WHAT IS ASKED »
Look below for the line containing "point_to SHOULD place one pin on every instance of the ice". Output it and each remaining line of the entries exactly, and nothing else.

EXERCISE INPUT »

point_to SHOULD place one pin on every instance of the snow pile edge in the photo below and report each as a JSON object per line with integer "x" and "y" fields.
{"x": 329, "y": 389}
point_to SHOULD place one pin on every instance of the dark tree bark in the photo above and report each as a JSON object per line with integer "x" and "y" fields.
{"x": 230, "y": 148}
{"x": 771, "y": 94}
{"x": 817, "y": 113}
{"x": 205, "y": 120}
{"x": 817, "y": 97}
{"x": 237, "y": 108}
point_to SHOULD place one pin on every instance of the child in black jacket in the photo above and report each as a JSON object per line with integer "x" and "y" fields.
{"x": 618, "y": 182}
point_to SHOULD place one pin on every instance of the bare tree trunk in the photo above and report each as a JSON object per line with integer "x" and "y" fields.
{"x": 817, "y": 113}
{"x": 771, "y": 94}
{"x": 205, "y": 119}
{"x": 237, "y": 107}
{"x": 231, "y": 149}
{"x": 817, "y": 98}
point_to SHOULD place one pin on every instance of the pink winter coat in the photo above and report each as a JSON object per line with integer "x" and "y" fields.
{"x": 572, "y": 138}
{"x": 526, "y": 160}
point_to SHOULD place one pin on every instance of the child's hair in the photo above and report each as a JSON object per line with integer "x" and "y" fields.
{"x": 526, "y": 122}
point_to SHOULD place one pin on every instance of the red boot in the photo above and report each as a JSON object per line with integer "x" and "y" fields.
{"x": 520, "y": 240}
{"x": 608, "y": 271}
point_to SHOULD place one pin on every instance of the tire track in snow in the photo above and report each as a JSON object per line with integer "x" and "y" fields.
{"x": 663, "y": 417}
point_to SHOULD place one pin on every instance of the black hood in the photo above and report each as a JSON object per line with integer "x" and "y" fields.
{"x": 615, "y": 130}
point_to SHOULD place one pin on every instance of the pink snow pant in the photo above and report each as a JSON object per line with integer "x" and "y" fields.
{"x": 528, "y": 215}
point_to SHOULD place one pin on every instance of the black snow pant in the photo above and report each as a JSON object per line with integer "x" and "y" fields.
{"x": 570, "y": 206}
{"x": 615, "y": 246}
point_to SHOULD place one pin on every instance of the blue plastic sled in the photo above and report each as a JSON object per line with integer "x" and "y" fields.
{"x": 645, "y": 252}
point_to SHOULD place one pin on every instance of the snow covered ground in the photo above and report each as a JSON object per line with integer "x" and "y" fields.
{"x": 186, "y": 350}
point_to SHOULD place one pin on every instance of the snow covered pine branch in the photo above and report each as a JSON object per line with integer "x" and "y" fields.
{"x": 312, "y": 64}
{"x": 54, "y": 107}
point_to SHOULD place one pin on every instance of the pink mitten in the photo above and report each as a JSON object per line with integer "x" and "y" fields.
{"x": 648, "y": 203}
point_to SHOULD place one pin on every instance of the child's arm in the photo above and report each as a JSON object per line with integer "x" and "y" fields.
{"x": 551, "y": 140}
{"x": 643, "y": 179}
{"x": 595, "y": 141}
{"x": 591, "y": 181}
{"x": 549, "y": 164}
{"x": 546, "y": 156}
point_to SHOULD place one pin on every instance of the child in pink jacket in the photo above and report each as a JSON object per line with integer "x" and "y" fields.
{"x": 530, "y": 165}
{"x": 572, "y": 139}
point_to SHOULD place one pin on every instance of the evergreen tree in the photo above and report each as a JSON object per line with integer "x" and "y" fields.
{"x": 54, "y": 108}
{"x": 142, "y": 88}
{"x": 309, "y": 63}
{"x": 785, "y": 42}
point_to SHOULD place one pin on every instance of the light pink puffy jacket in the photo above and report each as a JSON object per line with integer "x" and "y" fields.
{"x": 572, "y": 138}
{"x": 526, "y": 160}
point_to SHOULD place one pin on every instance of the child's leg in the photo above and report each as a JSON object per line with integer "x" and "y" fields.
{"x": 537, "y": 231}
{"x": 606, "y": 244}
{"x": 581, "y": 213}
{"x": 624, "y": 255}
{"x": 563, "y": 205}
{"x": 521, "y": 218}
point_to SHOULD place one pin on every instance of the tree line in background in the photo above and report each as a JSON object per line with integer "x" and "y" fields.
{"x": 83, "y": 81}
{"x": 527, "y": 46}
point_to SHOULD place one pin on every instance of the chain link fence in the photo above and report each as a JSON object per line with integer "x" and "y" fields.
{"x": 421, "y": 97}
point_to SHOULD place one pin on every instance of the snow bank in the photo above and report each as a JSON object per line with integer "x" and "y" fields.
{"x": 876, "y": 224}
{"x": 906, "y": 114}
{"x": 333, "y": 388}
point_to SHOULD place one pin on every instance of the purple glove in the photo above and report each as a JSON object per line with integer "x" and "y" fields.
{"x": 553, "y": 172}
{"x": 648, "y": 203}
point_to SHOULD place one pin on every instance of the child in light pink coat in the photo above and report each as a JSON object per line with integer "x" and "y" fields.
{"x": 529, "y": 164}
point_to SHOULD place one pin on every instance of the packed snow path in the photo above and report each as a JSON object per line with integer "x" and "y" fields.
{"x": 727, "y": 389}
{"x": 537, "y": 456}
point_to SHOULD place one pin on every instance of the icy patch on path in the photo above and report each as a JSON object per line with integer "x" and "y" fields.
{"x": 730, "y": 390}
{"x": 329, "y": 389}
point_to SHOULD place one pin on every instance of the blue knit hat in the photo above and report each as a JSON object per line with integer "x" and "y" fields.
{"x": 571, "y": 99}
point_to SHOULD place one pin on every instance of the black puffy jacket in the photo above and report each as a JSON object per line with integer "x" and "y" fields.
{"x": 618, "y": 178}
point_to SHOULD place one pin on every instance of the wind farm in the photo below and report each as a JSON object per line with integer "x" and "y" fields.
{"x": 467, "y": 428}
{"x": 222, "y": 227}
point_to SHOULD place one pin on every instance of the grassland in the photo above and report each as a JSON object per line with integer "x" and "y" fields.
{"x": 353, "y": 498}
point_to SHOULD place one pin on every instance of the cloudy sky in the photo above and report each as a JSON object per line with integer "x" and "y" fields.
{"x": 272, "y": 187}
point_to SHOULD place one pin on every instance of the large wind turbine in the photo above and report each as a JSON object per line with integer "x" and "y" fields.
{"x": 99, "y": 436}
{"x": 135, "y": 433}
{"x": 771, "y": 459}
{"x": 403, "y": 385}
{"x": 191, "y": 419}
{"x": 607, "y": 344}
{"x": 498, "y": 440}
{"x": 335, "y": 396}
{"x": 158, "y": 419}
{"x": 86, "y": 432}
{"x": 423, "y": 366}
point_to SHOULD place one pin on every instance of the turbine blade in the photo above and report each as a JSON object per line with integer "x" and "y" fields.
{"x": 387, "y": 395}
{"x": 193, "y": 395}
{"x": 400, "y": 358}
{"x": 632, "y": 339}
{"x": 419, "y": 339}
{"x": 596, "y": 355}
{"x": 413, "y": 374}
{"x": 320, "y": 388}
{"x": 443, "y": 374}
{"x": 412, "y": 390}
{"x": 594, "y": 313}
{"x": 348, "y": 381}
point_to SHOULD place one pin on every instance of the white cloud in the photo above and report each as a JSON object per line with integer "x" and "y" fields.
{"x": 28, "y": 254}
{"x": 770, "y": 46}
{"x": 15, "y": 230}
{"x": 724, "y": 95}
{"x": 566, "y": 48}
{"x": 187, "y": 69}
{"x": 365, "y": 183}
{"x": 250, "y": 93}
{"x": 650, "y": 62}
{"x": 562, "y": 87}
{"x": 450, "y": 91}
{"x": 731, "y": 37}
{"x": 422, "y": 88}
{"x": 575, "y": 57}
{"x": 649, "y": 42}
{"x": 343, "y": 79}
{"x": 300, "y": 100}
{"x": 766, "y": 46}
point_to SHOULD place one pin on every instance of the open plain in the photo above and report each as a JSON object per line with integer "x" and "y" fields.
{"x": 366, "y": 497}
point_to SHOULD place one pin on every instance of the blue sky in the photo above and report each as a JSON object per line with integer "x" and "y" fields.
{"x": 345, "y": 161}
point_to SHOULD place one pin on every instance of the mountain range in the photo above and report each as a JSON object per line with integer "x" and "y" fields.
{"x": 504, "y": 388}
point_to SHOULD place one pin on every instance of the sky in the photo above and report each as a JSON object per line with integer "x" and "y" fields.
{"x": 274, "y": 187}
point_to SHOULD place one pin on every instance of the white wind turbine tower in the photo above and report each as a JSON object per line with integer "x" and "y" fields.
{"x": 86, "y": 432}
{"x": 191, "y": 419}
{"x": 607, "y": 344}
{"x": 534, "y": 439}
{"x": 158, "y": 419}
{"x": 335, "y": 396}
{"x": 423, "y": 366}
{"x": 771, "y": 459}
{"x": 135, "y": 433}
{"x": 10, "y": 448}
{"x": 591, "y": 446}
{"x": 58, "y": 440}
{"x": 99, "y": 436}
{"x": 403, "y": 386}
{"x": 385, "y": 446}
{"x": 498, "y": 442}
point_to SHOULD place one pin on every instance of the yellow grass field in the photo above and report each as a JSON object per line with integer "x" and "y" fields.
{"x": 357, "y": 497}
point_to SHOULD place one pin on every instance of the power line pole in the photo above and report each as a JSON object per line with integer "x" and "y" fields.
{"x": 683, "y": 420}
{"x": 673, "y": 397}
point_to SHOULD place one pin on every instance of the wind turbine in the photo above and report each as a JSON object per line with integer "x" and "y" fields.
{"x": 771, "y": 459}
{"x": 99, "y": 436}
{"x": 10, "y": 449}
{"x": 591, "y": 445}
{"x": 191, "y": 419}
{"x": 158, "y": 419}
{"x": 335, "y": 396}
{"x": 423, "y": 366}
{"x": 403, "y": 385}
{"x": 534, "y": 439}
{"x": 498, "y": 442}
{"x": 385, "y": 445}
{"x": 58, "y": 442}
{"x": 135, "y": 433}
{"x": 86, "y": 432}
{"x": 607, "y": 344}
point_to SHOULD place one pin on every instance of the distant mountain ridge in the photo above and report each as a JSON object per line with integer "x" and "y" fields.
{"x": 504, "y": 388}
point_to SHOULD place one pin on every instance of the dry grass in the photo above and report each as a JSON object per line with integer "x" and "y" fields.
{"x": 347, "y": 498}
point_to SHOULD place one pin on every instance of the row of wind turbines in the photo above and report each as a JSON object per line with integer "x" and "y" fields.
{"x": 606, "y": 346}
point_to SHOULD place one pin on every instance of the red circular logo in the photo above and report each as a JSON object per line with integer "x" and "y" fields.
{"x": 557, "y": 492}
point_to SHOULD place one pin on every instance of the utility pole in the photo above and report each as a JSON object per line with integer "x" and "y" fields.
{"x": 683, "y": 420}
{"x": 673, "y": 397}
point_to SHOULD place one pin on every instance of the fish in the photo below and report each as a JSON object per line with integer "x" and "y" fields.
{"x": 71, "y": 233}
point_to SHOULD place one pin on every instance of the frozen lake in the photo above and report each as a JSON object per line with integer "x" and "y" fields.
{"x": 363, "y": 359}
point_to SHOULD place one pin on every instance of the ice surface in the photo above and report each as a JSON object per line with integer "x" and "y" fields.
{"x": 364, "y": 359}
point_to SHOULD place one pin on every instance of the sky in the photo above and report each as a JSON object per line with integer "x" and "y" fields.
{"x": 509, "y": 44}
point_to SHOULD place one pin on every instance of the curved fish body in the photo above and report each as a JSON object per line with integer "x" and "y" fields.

EXERCISE OUTPUT »
point_to SHOULD place one pin on every instance of the ice surface in the photo above and report each as a JSON object per line with integer "x" and "y" fields.
{"x": 364, "y": 359}
point_to SHOULD place one pin on every instance of the sky in the photo above and report each as a JSON object per line with integer "x" and "y" fields.
{"x": 509, "y": 44}
point_to SHOULD place one pin on every instance of the curved fish body in the photo above and report each as a JSON object per line with integer "x" and "y" fields.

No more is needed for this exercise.